• _Aufgabe_
Schreib die Zeilen genau ab, beginnend mit der ersten und endend mit der Zeile, die "box: [0, 0, 980, 529]" enthält.

• _Vorliegendes Material_

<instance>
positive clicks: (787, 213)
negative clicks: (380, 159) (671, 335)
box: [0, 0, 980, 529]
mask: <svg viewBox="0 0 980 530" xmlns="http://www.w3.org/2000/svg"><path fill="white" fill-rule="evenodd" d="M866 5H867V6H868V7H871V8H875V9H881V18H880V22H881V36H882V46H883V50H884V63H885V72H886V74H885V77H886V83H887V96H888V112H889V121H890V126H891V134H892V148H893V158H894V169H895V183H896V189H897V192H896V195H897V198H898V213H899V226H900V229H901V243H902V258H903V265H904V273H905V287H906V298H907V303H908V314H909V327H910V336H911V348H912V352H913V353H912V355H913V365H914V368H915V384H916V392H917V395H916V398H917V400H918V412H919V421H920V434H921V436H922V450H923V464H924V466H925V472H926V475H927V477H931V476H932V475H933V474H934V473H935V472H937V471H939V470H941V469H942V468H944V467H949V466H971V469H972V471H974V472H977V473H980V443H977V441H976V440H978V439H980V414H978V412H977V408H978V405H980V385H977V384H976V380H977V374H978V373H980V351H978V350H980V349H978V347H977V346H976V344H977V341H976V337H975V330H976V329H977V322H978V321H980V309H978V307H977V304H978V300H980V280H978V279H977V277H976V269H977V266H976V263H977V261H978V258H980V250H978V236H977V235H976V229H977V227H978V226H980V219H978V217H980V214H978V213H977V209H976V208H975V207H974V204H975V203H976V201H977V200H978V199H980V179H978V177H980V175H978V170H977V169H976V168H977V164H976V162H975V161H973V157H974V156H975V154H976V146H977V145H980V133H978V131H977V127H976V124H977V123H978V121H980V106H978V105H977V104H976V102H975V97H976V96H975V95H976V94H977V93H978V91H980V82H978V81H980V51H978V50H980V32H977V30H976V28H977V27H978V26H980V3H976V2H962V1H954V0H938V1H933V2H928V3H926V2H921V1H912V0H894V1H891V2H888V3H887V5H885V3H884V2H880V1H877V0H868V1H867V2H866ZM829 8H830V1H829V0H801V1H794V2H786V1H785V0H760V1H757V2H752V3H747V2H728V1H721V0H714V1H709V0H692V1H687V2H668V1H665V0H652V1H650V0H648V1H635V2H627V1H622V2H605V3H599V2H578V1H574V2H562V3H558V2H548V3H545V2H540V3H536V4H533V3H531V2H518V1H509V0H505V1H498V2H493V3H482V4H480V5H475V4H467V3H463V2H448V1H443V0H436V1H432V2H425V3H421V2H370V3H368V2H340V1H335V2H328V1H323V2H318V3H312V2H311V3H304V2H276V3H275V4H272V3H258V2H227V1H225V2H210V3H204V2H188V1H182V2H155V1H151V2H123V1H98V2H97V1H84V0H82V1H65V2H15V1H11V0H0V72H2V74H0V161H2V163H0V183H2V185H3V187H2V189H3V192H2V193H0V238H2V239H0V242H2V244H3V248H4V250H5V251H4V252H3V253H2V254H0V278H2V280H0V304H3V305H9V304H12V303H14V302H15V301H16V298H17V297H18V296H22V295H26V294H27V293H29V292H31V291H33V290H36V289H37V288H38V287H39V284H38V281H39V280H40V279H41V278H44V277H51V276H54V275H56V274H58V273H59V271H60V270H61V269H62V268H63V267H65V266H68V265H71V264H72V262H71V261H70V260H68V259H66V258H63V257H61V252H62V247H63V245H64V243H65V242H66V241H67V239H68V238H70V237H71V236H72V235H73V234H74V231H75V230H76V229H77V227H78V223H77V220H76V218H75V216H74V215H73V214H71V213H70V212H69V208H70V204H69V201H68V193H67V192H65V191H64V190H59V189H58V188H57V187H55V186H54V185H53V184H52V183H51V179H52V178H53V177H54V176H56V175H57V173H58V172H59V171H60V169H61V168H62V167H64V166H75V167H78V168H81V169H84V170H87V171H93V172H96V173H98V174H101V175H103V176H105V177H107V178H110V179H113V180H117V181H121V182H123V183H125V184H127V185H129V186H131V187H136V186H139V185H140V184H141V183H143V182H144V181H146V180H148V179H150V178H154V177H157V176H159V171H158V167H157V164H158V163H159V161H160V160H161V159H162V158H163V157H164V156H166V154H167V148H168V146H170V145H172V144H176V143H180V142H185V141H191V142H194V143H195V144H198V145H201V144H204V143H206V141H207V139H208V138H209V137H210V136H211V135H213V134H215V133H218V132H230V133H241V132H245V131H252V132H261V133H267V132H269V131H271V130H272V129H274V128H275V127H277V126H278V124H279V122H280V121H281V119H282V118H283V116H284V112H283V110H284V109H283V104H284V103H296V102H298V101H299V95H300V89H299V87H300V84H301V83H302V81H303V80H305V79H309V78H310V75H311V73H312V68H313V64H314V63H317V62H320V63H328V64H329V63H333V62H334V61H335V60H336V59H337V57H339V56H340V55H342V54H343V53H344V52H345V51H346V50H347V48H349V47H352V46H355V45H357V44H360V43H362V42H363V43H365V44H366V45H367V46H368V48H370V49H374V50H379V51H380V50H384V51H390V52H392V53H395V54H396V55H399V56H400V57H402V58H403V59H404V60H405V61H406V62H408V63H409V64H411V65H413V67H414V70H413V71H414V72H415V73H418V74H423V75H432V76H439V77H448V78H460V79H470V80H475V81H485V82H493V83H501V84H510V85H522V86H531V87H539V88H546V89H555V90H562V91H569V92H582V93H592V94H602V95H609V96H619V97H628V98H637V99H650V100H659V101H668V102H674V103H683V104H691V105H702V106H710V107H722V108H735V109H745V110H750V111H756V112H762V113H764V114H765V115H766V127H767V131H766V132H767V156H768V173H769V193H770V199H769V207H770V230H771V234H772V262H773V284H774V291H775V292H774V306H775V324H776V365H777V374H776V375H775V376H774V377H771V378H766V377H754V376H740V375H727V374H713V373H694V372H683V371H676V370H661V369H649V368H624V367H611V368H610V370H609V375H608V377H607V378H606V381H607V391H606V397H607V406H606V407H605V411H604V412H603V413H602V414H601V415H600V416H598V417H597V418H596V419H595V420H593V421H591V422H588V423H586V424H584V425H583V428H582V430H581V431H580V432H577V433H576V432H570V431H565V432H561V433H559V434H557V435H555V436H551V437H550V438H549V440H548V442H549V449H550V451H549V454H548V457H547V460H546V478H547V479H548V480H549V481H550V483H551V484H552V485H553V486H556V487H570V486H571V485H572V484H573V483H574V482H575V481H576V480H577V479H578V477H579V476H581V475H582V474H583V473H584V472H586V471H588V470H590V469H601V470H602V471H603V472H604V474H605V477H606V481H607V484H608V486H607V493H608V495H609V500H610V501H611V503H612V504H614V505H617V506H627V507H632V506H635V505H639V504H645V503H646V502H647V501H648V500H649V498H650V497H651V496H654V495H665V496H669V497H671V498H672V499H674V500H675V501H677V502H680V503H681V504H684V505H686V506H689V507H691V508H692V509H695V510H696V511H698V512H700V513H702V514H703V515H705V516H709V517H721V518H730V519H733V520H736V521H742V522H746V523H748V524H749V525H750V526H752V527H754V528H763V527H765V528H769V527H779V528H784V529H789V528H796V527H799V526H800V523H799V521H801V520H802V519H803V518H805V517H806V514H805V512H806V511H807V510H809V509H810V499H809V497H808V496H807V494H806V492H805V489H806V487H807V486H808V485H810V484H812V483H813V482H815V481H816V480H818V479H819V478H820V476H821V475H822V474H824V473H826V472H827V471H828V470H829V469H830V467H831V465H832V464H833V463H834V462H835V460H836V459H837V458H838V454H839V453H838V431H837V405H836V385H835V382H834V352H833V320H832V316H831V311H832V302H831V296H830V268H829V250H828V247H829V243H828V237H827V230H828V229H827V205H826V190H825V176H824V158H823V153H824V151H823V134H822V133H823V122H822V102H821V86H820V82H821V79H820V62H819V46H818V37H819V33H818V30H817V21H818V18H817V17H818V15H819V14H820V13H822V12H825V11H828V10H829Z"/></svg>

• _Lösung_
<instance>
positive clicks: (787, 213)
negative clicks: (380, 159) (671, 335)
box: [0, 0, 980, 529]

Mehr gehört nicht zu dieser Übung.